How Meaningful Performance Conversations Drive Learner & Organisational Success


Lots of people don’t like performance management—particularly their performance reviews. And we can’t blame them. Performance review conversations are often useless interactions that don’t drive employee or business success.

Making a performance conversation meaningful to both employees and the company is essential for ensuring organisational success. We’ll dive into how you can turn performance conversations into impactful interactions to drive business success.

What are performance conversations?

Performance conversations are structured discussions between managers and employees that aim to evaluate and improve employee performance in the workplace. These occur regularly to enable feedback exchange, development planning, and the delivery of performance assessments in order to facilitate continuous improvement within the organisation.

Why are performance conversations important?

Performance management is crucial for driving forward momentum in an organisation, and a huge factor in getting performance management right is having meaningful performance conversations. We’re talking about performance discussion that is future-oriented and drives organisational transformation, here. According to Gallup, only 23% of employees believe their managers actually provide meaningful performance feedback.

Done right, performance conversations drive performance improvement in several ways.
---
## WORK TO DO
1/ Copy the rows below verbatim, omitting the picture.
2/ Continue the article on performance conversations from its last sentence.
---
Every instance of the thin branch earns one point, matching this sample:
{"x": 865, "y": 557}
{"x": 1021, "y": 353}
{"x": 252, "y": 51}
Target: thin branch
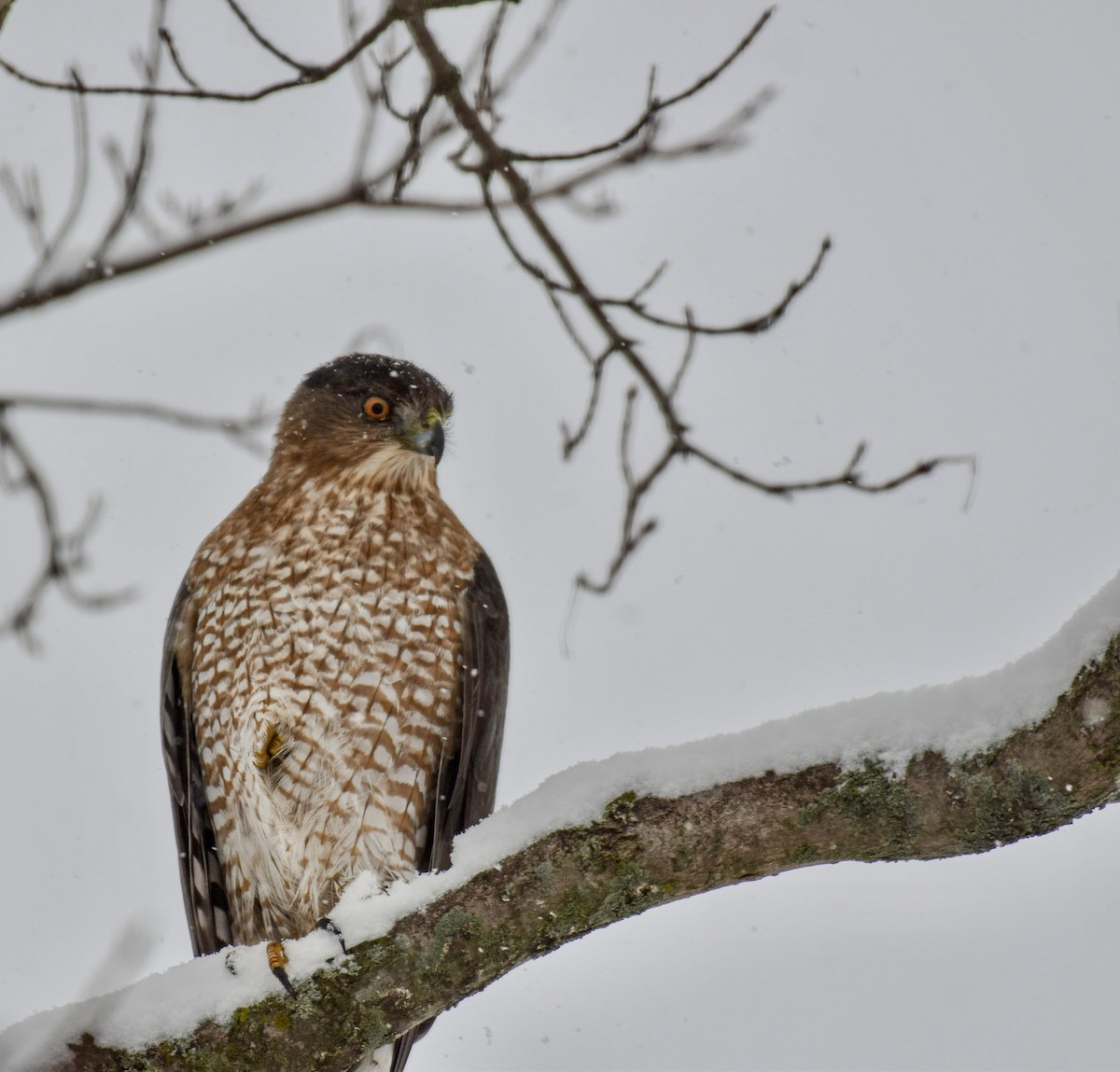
{"x": 165, "y": 35}
{"x": 653, "y": 106}
{"x": 308, "y": 77}
{"x": 266, "y": 44}
{"x": 64, "y": 551}
{"x": 751, "y": 326}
---
## RESPONSE LIST
1/
Every instance of the thin branch earns one point, matching this sample:
{"x": 865, "y": 557}
{"x": 1021, "y": 353}
{"x": 252, "y": 51}
Target: thin branch
{"x": 165, "y": 35}
{"x": 653, "y": 106}
{"x": 308, "y": 77}
{"x": 266, "y": 44}
{"x": 64, "y": 551}
{"x": 751, "y": 326}

2/
  1. More accurate assessment of performance. This probably seems like a no-brainer, but frequent conversations and the right metrics go a long way to ensure accurate evaluations.
  2. Better feedback exchange through a two-way dialogue between managers and employees. Managers provide constructive feedback on employee performance, while employees give feedback on their development plan, challenges, and goals.
  3. Improved goal-setting and alignment by setting clear, achievable goals for the upcoming performance period. These goals are aligned with business and individual objectives so that employee performance is always driving organisational success.
  4. Development planning for employees. 94% of employees say they’re more likely to stay with their company if it were to invest in their professional development. Not only do performance conversations increase employee retention, but they also enable managers and employees to plan development initiatives to improve performance.

How to transform performance conversations into meaningful interactions

Your experience with performance management may be the traditional once-a-year kind of deal. Formal performance reviews are a crucial part of the performance management process, especially in larger organisations—the only problem is, doing them as an exclusively annual activity isn’t doing employees (or the company) any favours.

If you want truly effective performance conversations, you need to do five key things:

  1. Set clear expectations and goals
  2. Become a coach
  3. Promote regular and ongoing feedback
  4. Stay future-focused
  5. Evaluate and adapt performance management processes.

A lot of organisations record, store, and manage their performance data manually, and that prevents organisations from accurately identifying patterns and areas for improvement in their performance data. It’s also way more time-consuming, and that stops organisations from being truly agile and proactive with their performance management. A performance learning management system (PLMS) can help you here by linking learning content with learning needs in order to drive performance uplift.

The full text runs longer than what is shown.